::: THE RECORDS :::

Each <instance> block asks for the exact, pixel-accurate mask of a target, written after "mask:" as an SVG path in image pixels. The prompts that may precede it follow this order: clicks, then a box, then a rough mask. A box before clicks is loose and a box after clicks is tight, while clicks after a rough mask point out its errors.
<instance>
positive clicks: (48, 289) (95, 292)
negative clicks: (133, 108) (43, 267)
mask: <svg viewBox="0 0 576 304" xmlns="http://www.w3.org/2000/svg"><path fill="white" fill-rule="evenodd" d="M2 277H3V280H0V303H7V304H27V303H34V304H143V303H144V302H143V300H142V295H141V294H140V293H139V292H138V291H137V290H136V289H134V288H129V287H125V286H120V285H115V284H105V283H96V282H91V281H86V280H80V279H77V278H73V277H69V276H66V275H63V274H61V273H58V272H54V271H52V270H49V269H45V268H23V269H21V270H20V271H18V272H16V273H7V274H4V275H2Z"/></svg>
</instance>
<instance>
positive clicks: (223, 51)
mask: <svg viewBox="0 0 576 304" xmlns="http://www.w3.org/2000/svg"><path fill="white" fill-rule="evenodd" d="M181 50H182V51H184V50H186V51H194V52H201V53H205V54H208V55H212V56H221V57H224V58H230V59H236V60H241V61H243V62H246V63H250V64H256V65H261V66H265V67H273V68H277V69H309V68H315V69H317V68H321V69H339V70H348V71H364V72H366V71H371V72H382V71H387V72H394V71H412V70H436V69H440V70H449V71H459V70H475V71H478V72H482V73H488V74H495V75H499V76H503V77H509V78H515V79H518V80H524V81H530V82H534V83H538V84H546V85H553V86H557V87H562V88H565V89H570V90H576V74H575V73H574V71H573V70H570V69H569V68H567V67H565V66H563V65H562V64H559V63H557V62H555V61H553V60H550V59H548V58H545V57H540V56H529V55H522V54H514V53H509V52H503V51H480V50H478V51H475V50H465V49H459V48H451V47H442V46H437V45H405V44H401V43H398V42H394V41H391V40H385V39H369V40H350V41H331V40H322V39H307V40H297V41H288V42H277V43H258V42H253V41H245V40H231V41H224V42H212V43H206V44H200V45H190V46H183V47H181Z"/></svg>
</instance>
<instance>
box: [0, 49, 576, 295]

:::
::: THE RECORDS :::

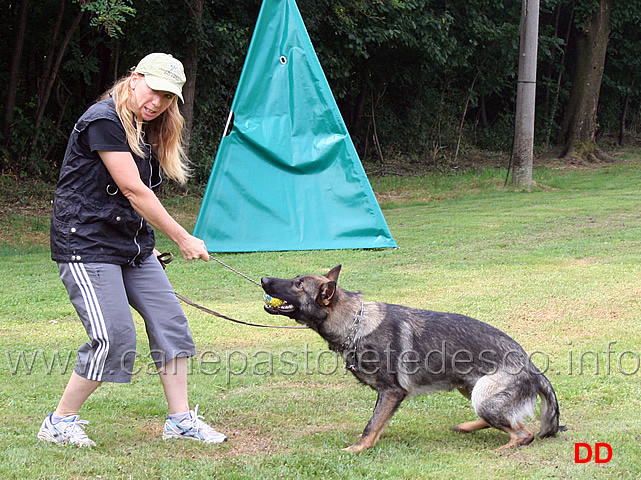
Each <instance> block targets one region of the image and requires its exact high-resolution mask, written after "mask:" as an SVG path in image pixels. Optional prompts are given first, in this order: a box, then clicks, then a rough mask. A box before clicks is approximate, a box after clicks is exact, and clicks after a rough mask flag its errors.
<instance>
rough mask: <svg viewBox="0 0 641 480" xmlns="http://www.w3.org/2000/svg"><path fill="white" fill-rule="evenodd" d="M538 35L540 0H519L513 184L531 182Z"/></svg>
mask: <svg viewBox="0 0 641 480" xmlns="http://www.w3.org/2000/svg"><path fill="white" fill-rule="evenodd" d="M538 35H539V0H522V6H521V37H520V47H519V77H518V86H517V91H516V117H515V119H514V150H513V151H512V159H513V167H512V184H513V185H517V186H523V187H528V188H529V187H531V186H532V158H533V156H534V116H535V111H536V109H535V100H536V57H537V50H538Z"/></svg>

:::

* **WORK ORDER**: Rewrite the lines starting at the one that contains "Each <instance> block asks" and ending at the one that contains "negative clicks: (133, 108) (43, 267)" as a Markdown table with the columns No. and Line, numbering each row and leaving out blank lines.

* **EXPECTED ANSWER**:
| No. | Line |
|---|---|
| 1 | Each <instance> block asks for the exact, pixel-accurate mask of a target, written after "mask:" as an SVG path in image pixels. The prompts that may precede it follow this order: clicks, then a box, then a rough mask. A box before clicks is loose and a box after clicks is tight, while clicks after a rough mask point out its errors. |
| 2 | <instance> |
| 3 | positive clicks: (48, 289) (95, 292) |
| 4 | negative clicks: (133, 108) (43, 267) |